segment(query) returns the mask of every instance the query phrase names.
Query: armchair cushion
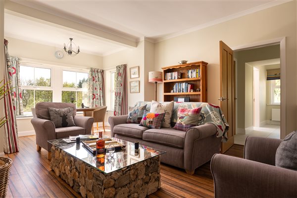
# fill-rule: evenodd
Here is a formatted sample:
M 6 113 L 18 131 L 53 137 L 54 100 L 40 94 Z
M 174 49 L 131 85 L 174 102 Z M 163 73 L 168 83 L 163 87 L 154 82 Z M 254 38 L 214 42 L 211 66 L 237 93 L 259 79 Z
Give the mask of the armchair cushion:
M 297 131 L 286 136 L 276 150 L 275 166 L 297 171 Z
M 73 120 L 73 107 L 55 108 L 48 107 L 50 121 L 55 128 L 68 127 L 75 126 Z

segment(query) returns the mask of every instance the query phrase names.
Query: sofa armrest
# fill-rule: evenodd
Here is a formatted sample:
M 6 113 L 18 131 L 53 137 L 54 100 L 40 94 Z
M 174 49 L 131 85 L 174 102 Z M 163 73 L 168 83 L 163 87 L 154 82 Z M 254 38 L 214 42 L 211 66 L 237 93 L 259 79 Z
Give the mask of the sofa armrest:
M 216 127 L 212 124 L 197 126 L 187 131 L 184 142 L 184 166 L 187 171 L 193 172 L 195 170 L 197 167 L 197 166 L 195 165 L 197 163 L 197 158 L 207 158 L 208 151 L 212 152 L 216 149 L 219 151 L 220 142 L 221 139 L 215 136 L 216 132 Z M 207 142 L 209 142 L 210 145 L 207 145 L 207 148 L 201 148 L 200 147 L 204 147 L 204 146 L 199 144 L 199 141 L 210 136 L 213 136 L 213 139 L 207 141 Z M 213 154 L 213 153 L 209 156 L 207 161 L 210 160 Z
M 114 137 L 113 127 L 118 124 L 126 123 L 127 118 L 128 115 L 110 116 L 108 118 L 108 123 L 110 125 L 110 135 L 112 137 Z
M 91 134 L 92 127 L 94 122 L 94 118 L 88 116 L 74 116 L 74 124 L 78 127 L 82 127 L 86 130 L 85 134 Z
M 244 158 L 275 165 L 275 153 L 282 140 L 248 136 L 246 140 Z
M 294 198 L 297 171 L 217 154 L 210 169 L 215 198 Z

——

__EXERCISE GOAL__:
Can you reproduce all of the data above line for line, leaving out the pictures?

__SOLUTION TO THIS EXERCISE__:
segment(query) returns the mask of every instance the query phrase names.
Query: armchair cushion
# fill-rule: evenodd
Here is a formatted sample:
M 6 113 L 18 131 L 53 137 L 54 100 L 40 94 Z
M 174 49 L 131 85 L 174 102 Z M 163 73 L 168 83 L 163 87 L 154 82 Z M 254 38 L 214 42 L 211 66 L 237 93 L 259 79 Z
Give the mask of the armchair cushion:
M 297 131 L 286 136 L 276 150 L 275 166 L 297 171 Z
M 73 120 L 73 107 L 55 108 L 48 107 L 50 121 L 55 128 L 68 127 L 75 126 Z

segment(query) returns the mask of every instance the query phrase names.
Query: sofa armrest
# fill-rule: evenodd
Here is a formatted sample:
M 6 113 L 18 131 L 53 137 L 54 100 L 40 94 Z
M 174 49 L 131 85 L 174 102 Z M 163 73 L 168 83 L 163 87 L 154 82 Z M 254 38 L 214 42 L 211 66 L 237 93 L 259 79 Z
Give the mask of the sofa armrest:
M 216 127 L 212 124 L 197 126 L 187 131 L 184 142 L 184 166 L 187 171 L 193 172 L 195 170 L 197 167 L 197 166 L 195 165 L 197 163 L 197 158 L 207 158 L 208 151 L 212 152 L 216 149 L 219 151 L 220 142 L 221 139 L 215 136 L 216 132 Z M 207 142 L 209 142 L 210 145 L 207 145 L 207 148 L 201 148 L 200 147 L 204 147 L 204 146 L 199 144 L 199 141 L 210 136 L 213 136 L 213 139 L 207 141 Z M 213 154 L 213 153 L 209 156 L 207 161 L 210 160 Z
M 114 137 L 113 127 L 118 124 L 126 123 L 127 118 L 128 115 L 110 116 L 108 118 L 108 123 L 110 125 L 110 135 L 112 137 Z
M 91 134 L 92 127 L 94 122 L 94 118 L 88 116 L 74 116 L 74 124 L 78 127 L 82 127 L 86 130 L 85 134 Z
M 244 158 L 275 165 L 275 153 L 282 140 L 248 136 L 246 140 Z
M 294 198 L 297 171 L 217 154 L 210 169 L 215 198 Z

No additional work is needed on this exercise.